[Source data]
+++

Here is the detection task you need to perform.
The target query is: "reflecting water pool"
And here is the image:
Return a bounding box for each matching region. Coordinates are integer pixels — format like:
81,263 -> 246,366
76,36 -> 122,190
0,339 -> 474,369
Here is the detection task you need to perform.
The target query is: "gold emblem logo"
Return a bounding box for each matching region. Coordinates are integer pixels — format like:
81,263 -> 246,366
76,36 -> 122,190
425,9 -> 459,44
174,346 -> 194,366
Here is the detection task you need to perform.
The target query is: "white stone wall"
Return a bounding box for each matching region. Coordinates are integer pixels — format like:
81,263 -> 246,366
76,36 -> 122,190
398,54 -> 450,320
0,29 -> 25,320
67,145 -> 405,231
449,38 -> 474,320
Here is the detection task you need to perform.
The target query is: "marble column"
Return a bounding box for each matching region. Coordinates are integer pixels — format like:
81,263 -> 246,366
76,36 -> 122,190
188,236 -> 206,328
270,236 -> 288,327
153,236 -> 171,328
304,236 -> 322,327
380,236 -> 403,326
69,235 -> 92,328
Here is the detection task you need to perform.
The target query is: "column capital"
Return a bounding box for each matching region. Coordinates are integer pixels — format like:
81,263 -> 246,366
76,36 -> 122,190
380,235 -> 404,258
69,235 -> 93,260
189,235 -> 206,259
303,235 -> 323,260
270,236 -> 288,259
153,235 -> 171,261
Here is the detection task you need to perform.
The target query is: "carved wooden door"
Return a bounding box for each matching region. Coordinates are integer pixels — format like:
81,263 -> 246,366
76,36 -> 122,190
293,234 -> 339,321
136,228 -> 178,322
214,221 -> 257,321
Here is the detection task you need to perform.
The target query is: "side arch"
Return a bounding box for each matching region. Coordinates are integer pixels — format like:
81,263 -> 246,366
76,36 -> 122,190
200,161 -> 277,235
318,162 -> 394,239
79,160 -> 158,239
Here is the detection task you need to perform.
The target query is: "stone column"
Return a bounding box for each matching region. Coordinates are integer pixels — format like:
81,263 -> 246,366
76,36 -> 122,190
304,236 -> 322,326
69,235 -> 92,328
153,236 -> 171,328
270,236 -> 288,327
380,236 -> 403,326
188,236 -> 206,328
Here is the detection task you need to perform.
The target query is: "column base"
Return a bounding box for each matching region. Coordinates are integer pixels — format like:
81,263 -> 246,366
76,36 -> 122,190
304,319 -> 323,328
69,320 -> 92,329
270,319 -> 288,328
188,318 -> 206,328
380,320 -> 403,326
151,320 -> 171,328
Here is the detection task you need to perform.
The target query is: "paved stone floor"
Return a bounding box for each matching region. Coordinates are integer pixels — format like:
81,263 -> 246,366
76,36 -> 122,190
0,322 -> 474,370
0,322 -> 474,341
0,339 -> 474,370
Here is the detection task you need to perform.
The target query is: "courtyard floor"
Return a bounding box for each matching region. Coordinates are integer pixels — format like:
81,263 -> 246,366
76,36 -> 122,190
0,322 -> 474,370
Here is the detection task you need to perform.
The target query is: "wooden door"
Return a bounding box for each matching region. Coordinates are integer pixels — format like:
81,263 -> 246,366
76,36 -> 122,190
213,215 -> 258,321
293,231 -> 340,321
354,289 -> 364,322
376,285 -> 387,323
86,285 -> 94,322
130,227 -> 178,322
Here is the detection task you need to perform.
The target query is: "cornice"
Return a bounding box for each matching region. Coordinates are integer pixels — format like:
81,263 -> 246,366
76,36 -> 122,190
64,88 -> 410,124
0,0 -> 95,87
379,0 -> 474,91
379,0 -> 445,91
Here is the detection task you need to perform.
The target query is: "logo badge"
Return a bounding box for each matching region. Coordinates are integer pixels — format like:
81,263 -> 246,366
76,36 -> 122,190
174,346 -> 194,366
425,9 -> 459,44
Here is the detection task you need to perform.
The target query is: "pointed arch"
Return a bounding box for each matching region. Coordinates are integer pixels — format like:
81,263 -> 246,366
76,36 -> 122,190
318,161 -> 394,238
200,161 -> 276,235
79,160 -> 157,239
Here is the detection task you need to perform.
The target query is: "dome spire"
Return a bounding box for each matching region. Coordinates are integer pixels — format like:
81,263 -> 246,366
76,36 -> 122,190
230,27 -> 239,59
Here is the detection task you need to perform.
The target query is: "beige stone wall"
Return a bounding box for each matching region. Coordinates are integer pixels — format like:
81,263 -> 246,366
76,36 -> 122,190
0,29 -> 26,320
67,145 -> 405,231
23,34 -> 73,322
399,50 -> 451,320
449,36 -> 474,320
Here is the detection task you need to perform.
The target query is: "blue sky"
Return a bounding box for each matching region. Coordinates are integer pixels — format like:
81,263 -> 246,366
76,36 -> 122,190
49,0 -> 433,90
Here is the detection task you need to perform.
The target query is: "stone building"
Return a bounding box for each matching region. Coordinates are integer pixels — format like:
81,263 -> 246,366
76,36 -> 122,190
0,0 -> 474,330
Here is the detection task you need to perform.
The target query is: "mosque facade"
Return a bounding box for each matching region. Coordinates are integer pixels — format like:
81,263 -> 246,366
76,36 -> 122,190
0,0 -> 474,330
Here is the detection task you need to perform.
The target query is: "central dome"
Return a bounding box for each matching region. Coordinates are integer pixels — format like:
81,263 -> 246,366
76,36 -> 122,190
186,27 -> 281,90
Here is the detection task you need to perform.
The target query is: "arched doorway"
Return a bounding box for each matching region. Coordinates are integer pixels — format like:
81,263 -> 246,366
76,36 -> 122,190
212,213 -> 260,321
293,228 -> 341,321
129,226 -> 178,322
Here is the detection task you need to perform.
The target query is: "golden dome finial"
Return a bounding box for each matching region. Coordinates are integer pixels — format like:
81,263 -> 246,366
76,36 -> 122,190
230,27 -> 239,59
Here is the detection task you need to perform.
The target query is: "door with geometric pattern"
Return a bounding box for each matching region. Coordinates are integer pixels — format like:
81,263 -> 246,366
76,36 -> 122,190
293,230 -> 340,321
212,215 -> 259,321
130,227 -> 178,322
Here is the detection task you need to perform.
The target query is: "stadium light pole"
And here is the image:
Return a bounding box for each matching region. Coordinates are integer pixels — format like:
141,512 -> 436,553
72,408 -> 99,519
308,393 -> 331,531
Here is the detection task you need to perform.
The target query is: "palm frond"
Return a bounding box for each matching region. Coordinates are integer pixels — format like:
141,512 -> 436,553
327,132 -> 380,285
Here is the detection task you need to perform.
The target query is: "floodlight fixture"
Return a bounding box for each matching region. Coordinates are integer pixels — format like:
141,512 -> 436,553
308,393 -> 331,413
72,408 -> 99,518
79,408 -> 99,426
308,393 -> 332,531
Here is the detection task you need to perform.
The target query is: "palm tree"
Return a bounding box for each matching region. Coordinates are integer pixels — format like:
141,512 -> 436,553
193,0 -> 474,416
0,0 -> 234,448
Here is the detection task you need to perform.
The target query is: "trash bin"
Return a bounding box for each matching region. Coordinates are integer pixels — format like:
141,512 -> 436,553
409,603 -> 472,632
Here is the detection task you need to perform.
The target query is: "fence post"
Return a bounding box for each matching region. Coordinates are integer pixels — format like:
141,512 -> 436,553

+++

- WHAT NEEDS TO BE DONE
List each line in the source data above that includes the string "wall".

- ANSWER TO THIS PROBLEM
The target query is: "white stone wall"
The target query is: "beige stone wall"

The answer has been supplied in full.